■ **Written task**
In every item below, swap "bounding box" for "rectangle" and write the lines out again with everything else unchanged. Leave the pictures out of your answer.

Labeled box records:
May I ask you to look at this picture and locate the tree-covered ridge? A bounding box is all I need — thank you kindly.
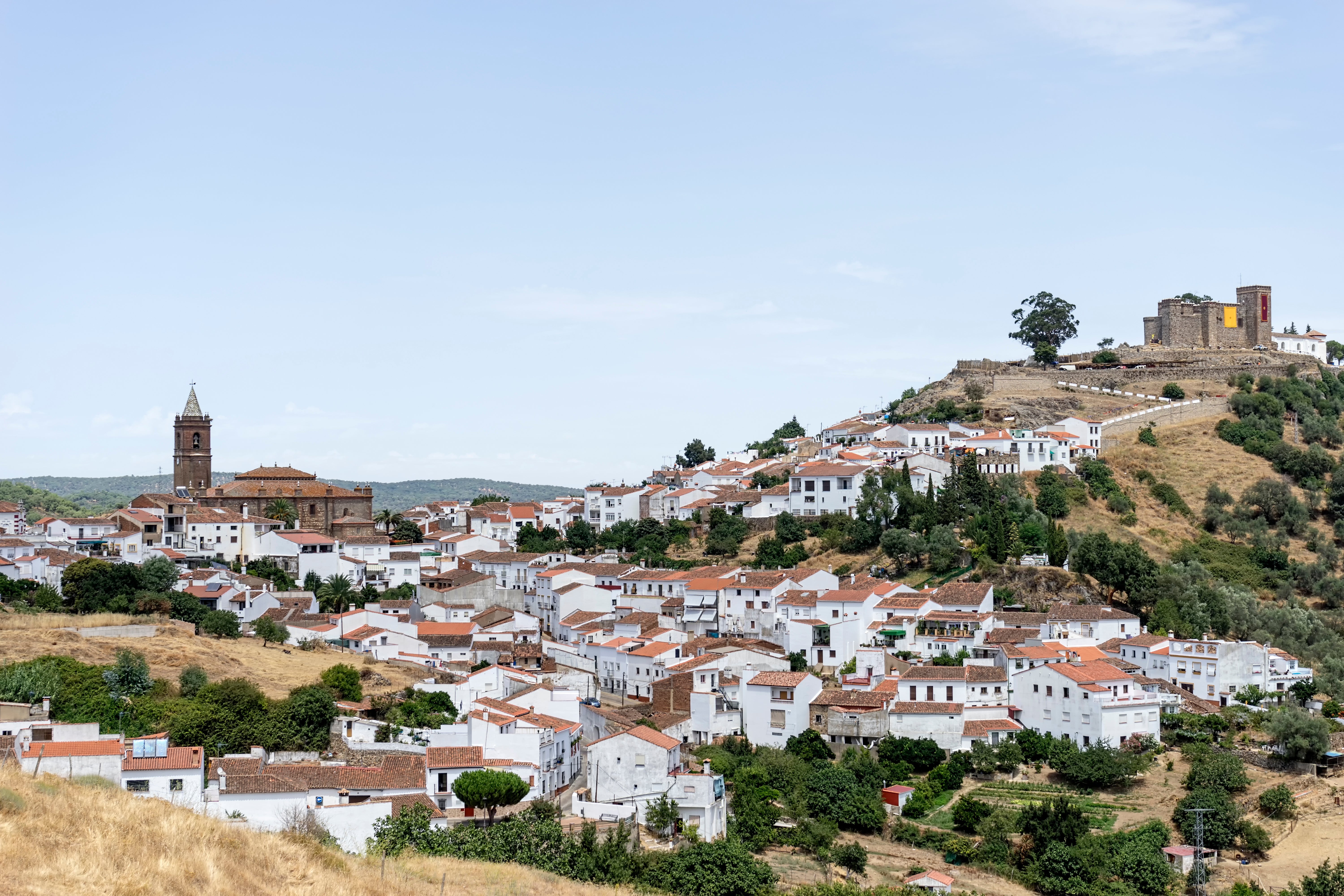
[0,650,336,756]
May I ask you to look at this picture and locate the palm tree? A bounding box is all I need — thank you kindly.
[262,498,298,529]
[317,575,355,613]
[374,508,406,535]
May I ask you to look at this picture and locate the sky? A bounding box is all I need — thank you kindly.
[0,0,1344,486]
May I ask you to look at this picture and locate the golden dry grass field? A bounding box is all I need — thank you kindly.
[0,764,614,896]
[0,617,425,697]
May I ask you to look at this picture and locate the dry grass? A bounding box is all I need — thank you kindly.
[1054,414,1314,562]
[0,613,168,631]
[0,766,618,896]
[0,617,425,697]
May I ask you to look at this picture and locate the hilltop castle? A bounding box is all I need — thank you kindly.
[1144,286,1274,348]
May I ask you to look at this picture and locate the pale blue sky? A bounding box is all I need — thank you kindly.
[0,0,1344,485]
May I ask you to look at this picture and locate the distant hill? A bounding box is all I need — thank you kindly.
[0,472,583,513]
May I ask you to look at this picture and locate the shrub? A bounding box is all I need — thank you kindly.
[319,662,364,702]
[200,610,241,638]
[1259,784,1297,818]
[177,665,210,697]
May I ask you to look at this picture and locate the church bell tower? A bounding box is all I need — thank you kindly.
[172,384,211,497]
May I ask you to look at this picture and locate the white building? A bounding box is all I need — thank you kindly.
[742,672,821,747]
[789,463,864,516]
[121,736,206,811]
[1013,660,1161,747]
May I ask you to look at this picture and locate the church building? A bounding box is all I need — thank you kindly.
[173,387,386,541]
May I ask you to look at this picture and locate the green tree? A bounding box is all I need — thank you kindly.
[319,662,364,702]
[177,664,210,697]
[784,728,835,762]
[200,610,239,638]
[253,617,289,648]
[140,554,177,591]
[374,508,403,535]
[564,520,597,554]
[1008,293,1078,351]
[262,498,298,529]
[770,414,808,439]
[831,842,868,880]
[1036,466,1068,520]
[774,513,808,544]
[168,591,207,625]
[101,649,155,700]
[1172,787,1242,849]
[314,572,355,613]
[60,558,142,613]
[1181,752,1251,791]
[453,768,530,822]
[676,439,714,467]
[1259,784,1297,818]
[1279,858,1344,896]
[392,520,425,544]
[1265,706,1331,760]
[952,801,995,834]
[641,795,681,836]
[1017,797,1090,846]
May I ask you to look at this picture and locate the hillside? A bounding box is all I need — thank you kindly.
[0,762,614,896]
[0,615,425,698]
[0,472,583,515]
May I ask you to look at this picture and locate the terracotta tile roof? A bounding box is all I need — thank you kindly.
[810,680,891,706]
[985,629,1040,644]
[890,701,961,716]
[121,747,204,771]
[23,740,122,759]
[589,725,681,750]
[1047,603,1138,622]
[933,582,993,606]
[747,672,809,688]
[1046,660,1129,684]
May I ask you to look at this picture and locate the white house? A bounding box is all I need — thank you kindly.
[789,463,864,516]
[742,672,821,747]
[1013,660,1161,747]
[121,735,206,811]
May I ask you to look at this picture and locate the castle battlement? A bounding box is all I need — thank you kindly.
[1144,286,1274,348]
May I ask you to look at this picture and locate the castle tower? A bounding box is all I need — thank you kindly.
[1236,286,1274,348]
[172,386,211,494]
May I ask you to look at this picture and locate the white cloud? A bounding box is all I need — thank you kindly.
[0,392,32,416]
[1021,0,1255,58]
[831,262,891,283]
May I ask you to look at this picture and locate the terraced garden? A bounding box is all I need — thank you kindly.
[923,780,1141,830]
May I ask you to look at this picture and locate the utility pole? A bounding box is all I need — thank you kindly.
[1185,809,1214,896]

■ **Solved problem**
May I ask you to look at this picture and locate the tree-covered ridge? A rectangle is all I need — thank you kindly.
[0,650,336,756]
May I ask you to look at this picture and locate the palm tree? A rectangle is all I need — thank you kindly.
[262,498,298,529]
[317,575,355,613]
[374,508,406,535]
May I ask you to look at this picture and locate the sky? A rectangle is all I need — thank you kindly.
[0,0,1344,486]
May I ask you to look at this picture and locate the golden dry grass field? A rectangle is all I need — thank you kindly.
[0,764,614,896]
[0,617,425,697]
May I ask you to look at this picture and locate the dry grass? A rectangle is all I need — thank you kindly.
[1054,414,1314,562]
[0,613,168,631]
[0,766,618,896]
[0,617,425,697]
May I ask you to look at this picture and locate the hilltop castle? A rectangle is all I need — thank you kindly.
[1144,286,1274,348]
May I ask you to look at this picture and locate the pale blue sky? A rectangle is all I need — thank you kindly.
[0,0,1344,485]
May I ask you to look at this picture and locate the distant hill? A rectangle is all I need — thank you kindly.
[0,472,583,513]
May I ask you to look at this picture and locate the shrub? A rectangle is all I need — thank you kindly.
[319,662,364,702]
[200,610,241,638]
[1259,784,1297,818]
[177,665,210,697]
May I ask you to look at this picture and locate the church bell tower? A rectangle is all I need — thank you kindly.
[172,384,211,497]
May I ask you to look at this picture and locate the white building? A rectangle is all I need — thank you kindly.
[742,672,821,747]
[789,463,864,516]
[121,736,206,811]
[1013,660,1161,747]
May I ask you to look at this picture and locate the church building? A rectangle is all I need — thank you kindly.
[173,387,386,541]
May I ask you to look at this picture and locate the green tree? A rectangle is all I need — thank you kindly.
[319,662,364,702]
[177,664,210,697]
[784,728,835,762]
[200,610,239,638]
[253,617,289,648]
[140,554,177,591]
[374,508,403,535]
[564,520,597,554]
[1008,293,1078,351]
[262,498,298,529]
[770,414,808,439]
[831,842,868,880]
[1036,466,1068,520]
[774,513,808,544]
[168,591,207,625]
[101,649,155,700]
[1172,787,1242,849]
[314,572,355,613]
[60,558,142,613]
[1181,752,1251,791]
[453,768,530,822]
[676,439,714,467]
[1259,784,1297,818]
[1279,858,1344,896]
[392,520,425,544]
[1265,706,1331,760]
[952,801,995,834]
[641,795,681,836]
[1017,797,1090,846]
May I ask you to look at this picture and locate the hillside? A rectangle is all I need — thank you kindly.
[0,762,614,896]
[0,615,425,698]
[0,472,583,515]
May I ask you to look at this picture and locate the terracotta tile roof? A rectangle is all I need — thank you kindly.
[810,680,891,706]
[985,629,1040,644]
[890,701,961,716]
[121,747,204,771]
[23,740,122,759]
[589,725,681,750]
[1047,603,1138,622]
[933,582,993,606]
[747,672,809,688]
[1046,660,1129,684]
May I ask you to look at this picture and locate the white house? A rectangle is all I need — thank you kindly.
[789,463,864,516]
[742,672,821,747]
[1013,660,1161,747]
[121,735,206,811]
May I ask you to look at this picture and locate the castle battlement? A rectangle is all I need — thank you kindly.
[1144,286,1274,348]
May I ask you to look at this picture and locate the castle tower? A rectangle is all I need — thank you kindly.
[1236,286,1274,348]
[172,386,211,494]
May I ask you to look at this picture and locate the white cloud? A rectangle is all I need — thank you kindly.
[0,392,32,416]
[1021,0,1255,58]
[831,262,891,283]
May I ask you to look at this picture and locate the terraced garden? A rectangle is all I need — thank you kindly.
[923,780,1141,830]
May I ask you to look at this picture and locate the utility pole? A rectangle is all I need — thank you kindly.
[1185,809,1214,896]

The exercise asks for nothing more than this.